Exercise description: Transcribe the records below exactly as they appear.

(Dataset rows on where objects appear)
★ ★ ★

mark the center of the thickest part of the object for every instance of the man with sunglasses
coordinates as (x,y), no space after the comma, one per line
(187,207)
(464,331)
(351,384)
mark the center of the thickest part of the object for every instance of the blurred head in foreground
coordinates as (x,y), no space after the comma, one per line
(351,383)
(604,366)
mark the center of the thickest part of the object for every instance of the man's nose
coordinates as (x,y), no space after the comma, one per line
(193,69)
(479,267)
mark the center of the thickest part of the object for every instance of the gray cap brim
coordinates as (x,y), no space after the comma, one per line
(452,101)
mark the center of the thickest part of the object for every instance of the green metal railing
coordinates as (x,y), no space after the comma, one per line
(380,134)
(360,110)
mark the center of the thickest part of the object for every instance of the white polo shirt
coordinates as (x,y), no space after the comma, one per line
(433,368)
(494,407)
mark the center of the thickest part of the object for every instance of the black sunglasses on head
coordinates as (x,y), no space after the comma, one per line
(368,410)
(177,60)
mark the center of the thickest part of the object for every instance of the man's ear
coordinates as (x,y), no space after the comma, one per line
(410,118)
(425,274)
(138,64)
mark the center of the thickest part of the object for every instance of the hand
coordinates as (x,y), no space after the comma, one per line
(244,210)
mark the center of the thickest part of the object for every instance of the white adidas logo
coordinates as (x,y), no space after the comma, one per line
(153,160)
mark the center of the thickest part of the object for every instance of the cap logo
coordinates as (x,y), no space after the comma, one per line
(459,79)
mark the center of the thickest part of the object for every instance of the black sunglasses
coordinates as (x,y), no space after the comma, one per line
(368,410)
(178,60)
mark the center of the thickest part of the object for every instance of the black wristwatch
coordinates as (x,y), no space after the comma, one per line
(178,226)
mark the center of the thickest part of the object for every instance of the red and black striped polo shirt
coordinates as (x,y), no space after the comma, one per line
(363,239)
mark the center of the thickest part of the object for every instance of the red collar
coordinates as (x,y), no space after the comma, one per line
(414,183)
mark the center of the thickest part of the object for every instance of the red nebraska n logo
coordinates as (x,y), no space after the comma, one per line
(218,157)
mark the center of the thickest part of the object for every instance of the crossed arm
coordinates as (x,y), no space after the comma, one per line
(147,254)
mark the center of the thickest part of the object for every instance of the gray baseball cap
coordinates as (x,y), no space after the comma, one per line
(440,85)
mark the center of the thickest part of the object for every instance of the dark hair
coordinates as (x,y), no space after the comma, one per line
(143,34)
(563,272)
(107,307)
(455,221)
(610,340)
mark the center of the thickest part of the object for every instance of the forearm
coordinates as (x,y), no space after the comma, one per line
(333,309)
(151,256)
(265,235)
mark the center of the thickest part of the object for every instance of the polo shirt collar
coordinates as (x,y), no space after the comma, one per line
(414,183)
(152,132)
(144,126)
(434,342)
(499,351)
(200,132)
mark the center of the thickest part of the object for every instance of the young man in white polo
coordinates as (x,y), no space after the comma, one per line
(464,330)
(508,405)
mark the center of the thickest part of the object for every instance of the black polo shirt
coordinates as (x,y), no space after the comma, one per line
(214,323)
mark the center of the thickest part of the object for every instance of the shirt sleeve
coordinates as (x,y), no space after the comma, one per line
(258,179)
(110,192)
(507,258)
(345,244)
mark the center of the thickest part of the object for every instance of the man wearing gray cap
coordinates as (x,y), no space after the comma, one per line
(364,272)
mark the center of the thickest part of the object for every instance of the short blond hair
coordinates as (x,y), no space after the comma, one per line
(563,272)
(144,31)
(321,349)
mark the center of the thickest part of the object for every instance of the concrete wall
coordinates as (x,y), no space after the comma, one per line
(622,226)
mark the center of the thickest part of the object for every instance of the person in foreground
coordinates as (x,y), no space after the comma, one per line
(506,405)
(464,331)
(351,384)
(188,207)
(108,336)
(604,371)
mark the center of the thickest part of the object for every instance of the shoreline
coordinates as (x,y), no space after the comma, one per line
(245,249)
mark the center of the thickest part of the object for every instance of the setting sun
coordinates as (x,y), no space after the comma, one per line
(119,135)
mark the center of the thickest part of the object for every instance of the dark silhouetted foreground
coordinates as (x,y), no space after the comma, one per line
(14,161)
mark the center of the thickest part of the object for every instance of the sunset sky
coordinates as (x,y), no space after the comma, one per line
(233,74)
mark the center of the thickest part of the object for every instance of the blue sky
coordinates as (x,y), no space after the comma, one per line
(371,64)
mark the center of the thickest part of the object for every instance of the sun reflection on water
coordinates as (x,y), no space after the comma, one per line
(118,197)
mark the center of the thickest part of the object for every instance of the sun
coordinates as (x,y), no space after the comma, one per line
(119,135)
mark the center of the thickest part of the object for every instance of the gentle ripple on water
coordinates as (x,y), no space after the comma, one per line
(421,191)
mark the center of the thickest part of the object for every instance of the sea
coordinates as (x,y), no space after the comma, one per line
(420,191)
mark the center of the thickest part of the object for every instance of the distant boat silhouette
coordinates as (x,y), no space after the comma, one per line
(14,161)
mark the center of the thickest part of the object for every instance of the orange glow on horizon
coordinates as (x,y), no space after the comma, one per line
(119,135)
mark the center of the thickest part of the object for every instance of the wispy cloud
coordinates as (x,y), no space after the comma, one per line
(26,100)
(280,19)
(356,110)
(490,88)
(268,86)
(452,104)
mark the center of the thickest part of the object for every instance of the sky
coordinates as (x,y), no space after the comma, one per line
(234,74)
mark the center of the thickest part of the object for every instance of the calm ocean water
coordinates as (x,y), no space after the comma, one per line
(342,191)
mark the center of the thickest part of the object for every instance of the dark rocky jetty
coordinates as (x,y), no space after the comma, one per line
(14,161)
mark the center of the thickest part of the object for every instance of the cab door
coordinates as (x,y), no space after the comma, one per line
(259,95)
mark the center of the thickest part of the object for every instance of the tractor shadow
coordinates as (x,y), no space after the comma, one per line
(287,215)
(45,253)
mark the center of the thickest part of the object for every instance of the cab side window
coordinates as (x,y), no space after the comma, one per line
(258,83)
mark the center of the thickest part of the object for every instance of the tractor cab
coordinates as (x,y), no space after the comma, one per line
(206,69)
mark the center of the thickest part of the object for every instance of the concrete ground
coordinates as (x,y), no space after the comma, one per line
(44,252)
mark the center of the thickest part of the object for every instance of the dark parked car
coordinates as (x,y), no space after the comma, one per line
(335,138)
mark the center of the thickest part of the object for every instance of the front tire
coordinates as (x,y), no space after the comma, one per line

★ ★ ★

Output for this task:
mark the center of the thickest part of the object for every instance of the man with sunglasses
coordinates as (x,y), no space after the comma, one per line
(187,207)
(464,331)
(351,384)
mark the center of the thickest part of the object for every instance of the blurred head in foreground
coordinates as (x,y), no space after the comma, one per line
(351,383)
(604,366)
mark the center of the thickest part of the object for every instance of the man's nose
coordinates as (x,y), no space after the comma, one per line
(193,69)
(479,267)
mark the center of the thickest part of the object for every instance of the gray cap brim
coordinates as (x,y), no space after the comma, one per line
(452,101)
mark the center of the thickest part of the object for every instance of the green metal railing
coordinates as (x,y), no space after the comma, one per line
(380,134)
(360,110)
mark the center of the thickest part of the object for every instance of the white polo shirt
coordinates as (x,y), no space after the comma, one per line
(433,368)
(494,407)
mark the center of the thickest part of the object for every instance of the black sunglasses on head
coordinates as (x,y), no space after the comma, one per line
(368,410)
(177,60)
mark the center of the thickest part of the object for every instance of the man's ear
coordinates as (x,y), no space after the comma, one per line
(410,118)
(425,274)
(138,64)
mark the center of the thickest part of the object for every instance of the hand
coordinates as (x,y), no space after the comma, one per line
(244,210)
mark the center of the thickest part of the object for every instance of the white adidas logo
coordinates as (x,y), no space after the comma, one per line
(153,160)
mark the center of the thickest part of the object for every instance of the cap logo
coordinates as (x,y), no space after the comma, one per line
(459,79)
mark the center of the thickest part of the object for every instance of the black sunglasses
coordinates as (x,y), no space after the comma, one per line
(368,410)
(178,60)
mark the center of the thickest part of the object for every instance of the black wristwatch
coordinates as (x,y), no space after the comma, one per line
(178,226)
mark the center of the thickest part of the object for every instance of the red and black striped polo shirt
coordinates as (x,y), no space after the comma, one per line
(363,239)
mark the center of the thickest part of the object for every instance of the red collar
coordinates as (x,y), no space after the comma, one per line
(414,183)
mark the center of the thickest part of the object for every instance of the red nebraska n logo
coordinates as (x,y), no space after the comma, one per line
(218,157)
mark the center of the thickest part of the object for every instance of the crossed arm
coordinates as (x,y), no space after the comma, one per line
(147,254)
mark the center of the thickest part of the object for every instance of the gray baseball cap
coordinates as (x,y), no space after the comma, one per line
(440,85)
mark the center of the thickest part of the object for every instance of the dark hair
coordinates as (x,y), no space after the comma, one per line
(143,34)
(563,272)
(107,307)
(455,221)
(610,340)
mark the center of the thickest part of the object for every instance of the forearm
coordinates as (x,y), no space after the comma, one per line
(333,309)
(151,256)
(265,235)
mark the center of the thickest part of the object for every instance of the polo shirt collar
coordinates as (x,y), no space after the comma, one per line
(414,183)
(152,132)
(144,126)
(434,342)
(499,351)
(200,132)
mark the center of the thickest part of the object for every instance of the young man in white polo
coordinates as (x,y), no space after the comma, one per line
(464,330)
(508,405)
mark the center of the thickest part of the object for every instance of the black polo shirt
coordinates as (x,y), no space after the comma, one per line
(214,323)
mark the center of the thickest part of the object for every instance of the shirt sleeve
coordinates as (x,y), no space after the comma, one per line
(258,179)
(110,192)
(507,258)
(345,244)
mark the center of the thickest part of the object for every instance of the man wearing gray cap
coordinates as (x,y), no space after the comma, one per line
(364,272)
mark the center of the thickest part of the object for every instance of the short blond hair
coordinates as (x,y), no space after the comma, one per line
(563,272)
(144,31)
(321,349)
mark the center of the thickest part of the object for every instance of the concrete wall
coordinates as (x,y), no space after the comma, one per line
(622,226)
mark the center of the thickest part of the object for every instance of the person in foreground
coordinates as (x,y), no space after the comma, one per line
(506,405)
(464,331)
(351,384)
(188,207)
(108,336)
(604,371)
mark the center of the thickest part of the object for every instance of the shoreline
coordinates as (x,y), no space after the comma, one per line
(245,249)
mark the center of the thickest part of the object for every instance of the setting sun
coordinates as (x,y), no space after the comma, one per line
(119,135)
mark the center of the thickest part of the object for every instance of the dark silhouetted foreground
coordinates as (x,y), no space after the comma, one per line
(14,161)
mark the center of the thickest part of the object for every instance of the sunset sky
coordinates as (x,y), no space after the comma, one per line
(233,74)
mark the center of the thickest part of the object for every instance of the blue sky
coordinates as (x,y), no space after the comma, one per line
(371,64)
mark the center of the thickest part of the object for every instance of the sun reflection on water
coordinates as (x,y), no space after the comma, one per line
(118,197)
mark the center of the thickest part of the object for every instance of the sun
coordinates as (x,y), no space after the comma, one per line
(119,135)
mark the center of the thickest part of the object for every instance of the gentle ripple on water
coordinates as (x,y), no space after the comma, one per line
(421,191)
mark the center of the thickest part of the object for every instance of the sea
coordinates as (x,y), no space after the comma, one per line
(420,191)
mark the center of the thickest part of the object for every instance of the distant boat silhouette
coordinates as (x,y), no space after the comma, one per line
(14,161)
mark the center of the thickest part of the object for every instance of the orange glow on horizon
coordinates as (x,y), no space after the comma, one per line
(119,135)
mark the center of the thickest part of the object for every instance of the wispy cloud
coordinates as (x,y), no space after the comma, one per line
(26,100)
(280,19)
(356,110)
(490,88)
(268,86)
(452,104)
mark the center of the thickest part of the object for every instance of the sky
coordinates as (x,y), no space after the comma, one per line
(234,74)
mark the center of the thickest part of the object for every instance of the calm ocean water
coordinates as (x,y), no space after the comma, one per line
(342,191)
mark the center of the thickest part of the object for every instance of the dark rocky jetty
coordinates as (x,y), no space after the comma, one per line
(14,161)
mark the center of the thickest part of the object for every instance of the cab door
coordinates as (x,y), no space after the comma, one per line
(259,95)
mark the center of the thickest part of the object for every instance of the tractor shadow
coordinates as (x,y), no space after the comma, one per line
(287,215)
(45,253)
mark the center of the thickest part of the object for every instance of the cab side window
coordinates as (x,y), no space after the comma, one per line
(258,83)
mark the center of the thickest part of the object for every instance of the tractor cab
coordinates as (x,y), no space after the comma, one per line
(206,69)
mark the center of the thickest part of the object for every instance of the concrete ground
coordinates as (x,y), no space after the comma, one per line
(44,252)
mark the center of the thickest part of the object for every instance of the dark parked car
coordinates as (x,y), no space after the comma, one per line
(335,138)
mark the center of the thickest part of the object for every instance of the front tire
coordinates as (x,y), no space after the comma, one per line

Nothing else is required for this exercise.